## Action item
Translate this sentence from the SQL forum replies below into Spanish: "I am sure there is a more efficient way to do the query but I used a subquery."

## Selected excerpt

————————

CodePudding user response:

Select the max date in a subquery for every part, it would give you one Result, the highest date.

The Query should work with most rdms

SELECT DISTINCT [part], (SELECT MAX([date]) FROM Table1 WHERE part = t1.part) [Date],[loc] FROM Table1 t1
part | Date     | loc    
---: | :------- | :------
 123 | 8/3/2022 | store 1
 123 | 8/3/2022 | store 2
 123 | 8/3/2022 | store 3

db<>fiddle here

CodePudding user response:

I am sure there is a more efficient way to do the query but I used a subquery. this should get you the desired result

SELECT DISTINCT m.[part], ad.x AS 'date', m.[loc]
FROM [MainTable] AS 'm'
LEFT OUTER JOIN 
  (SELECT MAX([date]) AS 'x', [part]
  FROM [MainTable]
  GROUP BY [part]) AS 'ad'
WHERE m.[part] = 123 --desired value

nbk's answer

There is the cleaner query.

————————

## Records supplied
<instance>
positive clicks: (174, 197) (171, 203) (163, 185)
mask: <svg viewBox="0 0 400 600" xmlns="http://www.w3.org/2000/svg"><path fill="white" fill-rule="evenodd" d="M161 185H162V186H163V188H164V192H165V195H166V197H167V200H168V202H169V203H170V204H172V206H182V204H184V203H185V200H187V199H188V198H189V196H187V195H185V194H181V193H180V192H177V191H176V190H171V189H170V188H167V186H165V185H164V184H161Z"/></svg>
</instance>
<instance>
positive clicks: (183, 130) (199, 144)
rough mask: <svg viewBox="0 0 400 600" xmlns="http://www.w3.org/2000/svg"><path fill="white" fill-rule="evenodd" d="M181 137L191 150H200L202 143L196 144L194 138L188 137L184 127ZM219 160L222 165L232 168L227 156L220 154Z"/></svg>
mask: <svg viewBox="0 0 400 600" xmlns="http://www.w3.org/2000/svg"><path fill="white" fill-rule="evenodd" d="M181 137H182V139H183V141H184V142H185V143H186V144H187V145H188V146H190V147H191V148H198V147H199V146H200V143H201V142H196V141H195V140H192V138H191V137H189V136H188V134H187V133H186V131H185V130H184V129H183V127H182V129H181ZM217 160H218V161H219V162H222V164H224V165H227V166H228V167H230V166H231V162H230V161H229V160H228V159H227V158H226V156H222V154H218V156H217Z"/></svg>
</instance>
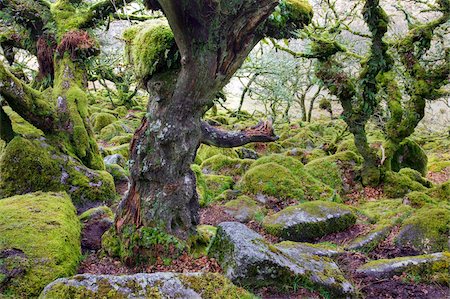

————————

## Result for this task
Estoy seguro de que hay una forma más eficiente de hacer la consulta, pero usé una subconsulta.